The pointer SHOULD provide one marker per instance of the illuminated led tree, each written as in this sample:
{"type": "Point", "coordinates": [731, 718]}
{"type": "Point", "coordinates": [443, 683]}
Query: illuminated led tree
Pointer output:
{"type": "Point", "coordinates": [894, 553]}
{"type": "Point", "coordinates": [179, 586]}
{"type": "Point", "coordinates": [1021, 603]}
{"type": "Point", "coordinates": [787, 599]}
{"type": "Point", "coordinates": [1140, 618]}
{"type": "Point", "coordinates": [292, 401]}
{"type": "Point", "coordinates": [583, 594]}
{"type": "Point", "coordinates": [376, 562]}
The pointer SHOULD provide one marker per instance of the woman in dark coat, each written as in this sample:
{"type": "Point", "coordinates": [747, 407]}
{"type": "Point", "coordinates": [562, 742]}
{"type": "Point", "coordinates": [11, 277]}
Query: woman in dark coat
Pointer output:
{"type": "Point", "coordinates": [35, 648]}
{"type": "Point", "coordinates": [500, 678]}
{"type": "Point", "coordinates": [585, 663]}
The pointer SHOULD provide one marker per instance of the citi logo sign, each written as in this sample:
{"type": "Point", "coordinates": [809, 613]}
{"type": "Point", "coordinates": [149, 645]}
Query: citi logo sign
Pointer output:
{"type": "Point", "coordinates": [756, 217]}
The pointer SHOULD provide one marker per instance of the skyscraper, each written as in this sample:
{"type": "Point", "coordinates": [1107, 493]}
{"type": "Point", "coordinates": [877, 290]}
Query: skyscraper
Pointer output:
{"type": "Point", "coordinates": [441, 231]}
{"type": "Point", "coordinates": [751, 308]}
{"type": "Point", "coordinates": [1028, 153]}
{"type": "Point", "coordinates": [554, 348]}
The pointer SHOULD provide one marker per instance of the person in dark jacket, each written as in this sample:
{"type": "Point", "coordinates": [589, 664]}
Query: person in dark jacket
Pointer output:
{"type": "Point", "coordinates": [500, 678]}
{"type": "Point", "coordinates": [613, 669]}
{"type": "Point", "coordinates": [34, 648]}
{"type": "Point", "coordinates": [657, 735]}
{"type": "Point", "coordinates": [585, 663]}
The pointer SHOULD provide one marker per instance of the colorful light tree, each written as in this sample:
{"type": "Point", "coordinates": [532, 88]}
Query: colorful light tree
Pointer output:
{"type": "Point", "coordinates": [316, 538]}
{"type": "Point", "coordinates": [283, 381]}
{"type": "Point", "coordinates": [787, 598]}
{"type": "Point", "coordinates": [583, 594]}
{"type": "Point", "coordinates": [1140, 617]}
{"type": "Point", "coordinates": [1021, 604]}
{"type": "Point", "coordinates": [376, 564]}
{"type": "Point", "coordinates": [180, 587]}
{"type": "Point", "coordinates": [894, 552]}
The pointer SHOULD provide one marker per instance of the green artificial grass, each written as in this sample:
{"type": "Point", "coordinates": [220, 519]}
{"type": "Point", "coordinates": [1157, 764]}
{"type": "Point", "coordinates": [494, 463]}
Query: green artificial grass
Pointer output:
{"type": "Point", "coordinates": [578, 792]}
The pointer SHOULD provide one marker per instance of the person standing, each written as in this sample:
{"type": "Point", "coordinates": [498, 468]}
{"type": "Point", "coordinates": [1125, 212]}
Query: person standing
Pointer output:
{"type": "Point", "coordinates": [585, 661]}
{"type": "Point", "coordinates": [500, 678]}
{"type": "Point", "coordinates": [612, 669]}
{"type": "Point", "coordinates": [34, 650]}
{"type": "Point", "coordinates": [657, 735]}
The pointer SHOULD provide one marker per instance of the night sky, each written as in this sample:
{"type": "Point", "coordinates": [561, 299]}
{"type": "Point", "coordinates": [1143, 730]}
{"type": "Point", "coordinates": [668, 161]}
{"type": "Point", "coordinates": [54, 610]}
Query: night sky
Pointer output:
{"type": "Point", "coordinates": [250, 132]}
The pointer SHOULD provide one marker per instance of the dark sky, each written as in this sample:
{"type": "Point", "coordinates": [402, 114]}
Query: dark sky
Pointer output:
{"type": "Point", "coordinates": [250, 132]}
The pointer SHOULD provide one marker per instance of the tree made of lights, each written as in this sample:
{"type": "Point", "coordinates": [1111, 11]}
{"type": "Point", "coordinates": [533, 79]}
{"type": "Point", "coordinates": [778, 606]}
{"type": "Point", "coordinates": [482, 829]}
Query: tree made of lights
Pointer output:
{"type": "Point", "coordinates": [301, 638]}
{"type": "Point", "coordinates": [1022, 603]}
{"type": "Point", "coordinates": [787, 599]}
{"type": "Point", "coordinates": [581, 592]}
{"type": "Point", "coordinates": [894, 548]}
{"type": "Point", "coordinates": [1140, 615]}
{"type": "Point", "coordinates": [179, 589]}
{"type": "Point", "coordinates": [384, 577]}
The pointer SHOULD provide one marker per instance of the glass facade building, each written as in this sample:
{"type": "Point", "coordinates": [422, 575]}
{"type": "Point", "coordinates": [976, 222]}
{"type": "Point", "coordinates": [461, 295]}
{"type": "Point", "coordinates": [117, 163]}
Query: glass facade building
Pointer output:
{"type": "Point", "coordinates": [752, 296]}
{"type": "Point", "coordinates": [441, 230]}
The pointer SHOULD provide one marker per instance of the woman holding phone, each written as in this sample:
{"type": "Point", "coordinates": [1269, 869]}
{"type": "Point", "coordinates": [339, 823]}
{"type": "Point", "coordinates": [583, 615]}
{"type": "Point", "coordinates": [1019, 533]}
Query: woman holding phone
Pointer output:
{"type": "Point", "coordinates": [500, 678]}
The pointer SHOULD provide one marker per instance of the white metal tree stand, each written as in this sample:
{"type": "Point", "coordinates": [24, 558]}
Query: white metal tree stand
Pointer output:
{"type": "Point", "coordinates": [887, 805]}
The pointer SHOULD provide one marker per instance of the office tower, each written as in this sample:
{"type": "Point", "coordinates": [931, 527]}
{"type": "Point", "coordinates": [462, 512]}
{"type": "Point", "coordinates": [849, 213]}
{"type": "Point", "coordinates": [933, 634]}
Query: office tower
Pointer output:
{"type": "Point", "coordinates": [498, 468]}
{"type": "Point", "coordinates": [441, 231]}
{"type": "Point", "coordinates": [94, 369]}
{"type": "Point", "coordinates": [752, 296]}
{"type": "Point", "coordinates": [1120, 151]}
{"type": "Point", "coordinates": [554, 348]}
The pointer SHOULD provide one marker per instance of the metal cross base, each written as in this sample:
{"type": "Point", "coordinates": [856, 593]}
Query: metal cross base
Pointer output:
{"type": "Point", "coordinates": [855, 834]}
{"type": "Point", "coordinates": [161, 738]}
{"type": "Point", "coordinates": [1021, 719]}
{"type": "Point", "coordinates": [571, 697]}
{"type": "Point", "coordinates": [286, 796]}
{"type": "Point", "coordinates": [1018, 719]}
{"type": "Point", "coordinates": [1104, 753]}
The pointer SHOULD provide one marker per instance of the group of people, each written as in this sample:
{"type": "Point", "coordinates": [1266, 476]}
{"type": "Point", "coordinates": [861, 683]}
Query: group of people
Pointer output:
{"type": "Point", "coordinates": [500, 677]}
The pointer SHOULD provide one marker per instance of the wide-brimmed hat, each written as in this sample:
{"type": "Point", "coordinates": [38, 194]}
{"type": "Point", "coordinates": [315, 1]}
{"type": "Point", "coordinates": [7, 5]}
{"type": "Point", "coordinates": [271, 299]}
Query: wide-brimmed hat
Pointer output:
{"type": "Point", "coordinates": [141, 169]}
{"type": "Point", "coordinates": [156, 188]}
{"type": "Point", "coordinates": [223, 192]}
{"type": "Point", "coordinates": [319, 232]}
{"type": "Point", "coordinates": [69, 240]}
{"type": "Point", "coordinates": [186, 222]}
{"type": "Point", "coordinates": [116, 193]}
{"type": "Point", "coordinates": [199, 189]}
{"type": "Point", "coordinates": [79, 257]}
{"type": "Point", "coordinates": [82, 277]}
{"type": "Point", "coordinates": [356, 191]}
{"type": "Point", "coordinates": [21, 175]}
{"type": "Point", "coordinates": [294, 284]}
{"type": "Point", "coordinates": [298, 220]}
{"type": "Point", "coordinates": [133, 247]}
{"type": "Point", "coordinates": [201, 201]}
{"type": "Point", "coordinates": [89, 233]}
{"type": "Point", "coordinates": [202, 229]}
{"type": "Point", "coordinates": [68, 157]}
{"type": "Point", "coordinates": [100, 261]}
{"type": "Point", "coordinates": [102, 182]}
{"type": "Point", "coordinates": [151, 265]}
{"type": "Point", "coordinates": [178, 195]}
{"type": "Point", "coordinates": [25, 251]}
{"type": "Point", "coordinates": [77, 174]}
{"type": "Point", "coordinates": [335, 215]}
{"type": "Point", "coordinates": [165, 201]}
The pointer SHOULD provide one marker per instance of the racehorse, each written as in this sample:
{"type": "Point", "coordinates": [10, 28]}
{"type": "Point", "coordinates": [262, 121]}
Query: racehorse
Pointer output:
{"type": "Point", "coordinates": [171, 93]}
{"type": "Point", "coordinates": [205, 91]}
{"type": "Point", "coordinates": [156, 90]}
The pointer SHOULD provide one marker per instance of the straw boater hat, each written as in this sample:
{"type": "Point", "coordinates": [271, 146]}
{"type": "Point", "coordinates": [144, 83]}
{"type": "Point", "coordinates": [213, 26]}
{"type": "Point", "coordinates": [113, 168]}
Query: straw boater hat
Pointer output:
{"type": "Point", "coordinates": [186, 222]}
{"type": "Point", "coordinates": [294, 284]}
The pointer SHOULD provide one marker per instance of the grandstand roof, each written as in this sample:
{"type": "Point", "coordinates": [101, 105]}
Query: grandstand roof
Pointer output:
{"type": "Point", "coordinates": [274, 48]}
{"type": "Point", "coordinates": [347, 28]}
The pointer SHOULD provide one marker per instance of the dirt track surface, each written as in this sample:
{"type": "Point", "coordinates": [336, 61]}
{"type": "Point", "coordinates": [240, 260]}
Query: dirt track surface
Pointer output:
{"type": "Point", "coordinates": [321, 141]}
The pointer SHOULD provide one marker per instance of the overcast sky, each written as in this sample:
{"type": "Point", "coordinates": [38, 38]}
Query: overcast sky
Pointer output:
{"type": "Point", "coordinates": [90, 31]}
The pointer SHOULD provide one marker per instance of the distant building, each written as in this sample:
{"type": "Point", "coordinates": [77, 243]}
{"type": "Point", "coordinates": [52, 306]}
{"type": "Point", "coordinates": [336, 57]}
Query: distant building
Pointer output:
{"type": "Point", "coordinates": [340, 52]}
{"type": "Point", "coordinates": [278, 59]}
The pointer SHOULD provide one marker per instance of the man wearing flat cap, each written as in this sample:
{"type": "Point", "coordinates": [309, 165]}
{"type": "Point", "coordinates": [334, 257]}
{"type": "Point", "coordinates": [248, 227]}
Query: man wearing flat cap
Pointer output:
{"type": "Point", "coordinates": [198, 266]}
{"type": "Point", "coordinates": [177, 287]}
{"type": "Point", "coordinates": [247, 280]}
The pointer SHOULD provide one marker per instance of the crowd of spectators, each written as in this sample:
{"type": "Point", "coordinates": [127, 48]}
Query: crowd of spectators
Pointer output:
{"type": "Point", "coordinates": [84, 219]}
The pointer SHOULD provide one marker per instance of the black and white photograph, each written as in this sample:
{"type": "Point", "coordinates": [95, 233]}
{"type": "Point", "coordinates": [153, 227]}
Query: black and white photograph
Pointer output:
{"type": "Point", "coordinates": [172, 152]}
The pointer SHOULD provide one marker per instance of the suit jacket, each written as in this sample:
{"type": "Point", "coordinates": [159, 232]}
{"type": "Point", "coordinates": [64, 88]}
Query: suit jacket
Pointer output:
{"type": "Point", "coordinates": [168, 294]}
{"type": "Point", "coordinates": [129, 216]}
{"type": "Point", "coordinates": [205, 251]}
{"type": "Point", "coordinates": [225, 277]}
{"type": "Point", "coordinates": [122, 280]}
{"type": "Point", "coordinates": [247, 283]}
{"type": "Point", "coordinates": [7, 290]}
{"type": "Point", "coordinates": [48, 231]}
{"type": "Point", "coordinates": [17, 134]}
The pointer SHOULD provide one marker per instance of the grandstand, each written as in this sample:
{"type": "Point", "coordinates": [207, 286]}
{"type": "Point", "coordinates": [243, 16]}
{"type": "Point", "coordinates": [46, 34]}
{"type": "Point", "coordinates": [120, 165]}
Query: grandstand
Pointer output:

______________________________

## Exercise objective
Copy out the lines exactly, starting with the line that contains "the grandstand, each" and continuing through the final line.

## Written response
The pointer SHOULD provide one marker per instance of the grandstand, each written as in this sample:
{"type": "Point", "coordinates": [207, 286]}
{"type": "Point", "coordinates": [243, 16]}
{"type": "Point", "coordinates": [46, 34]}
{"type": "Point", "coordinates": [120, 165]}
Query: grandstand
Pointer output:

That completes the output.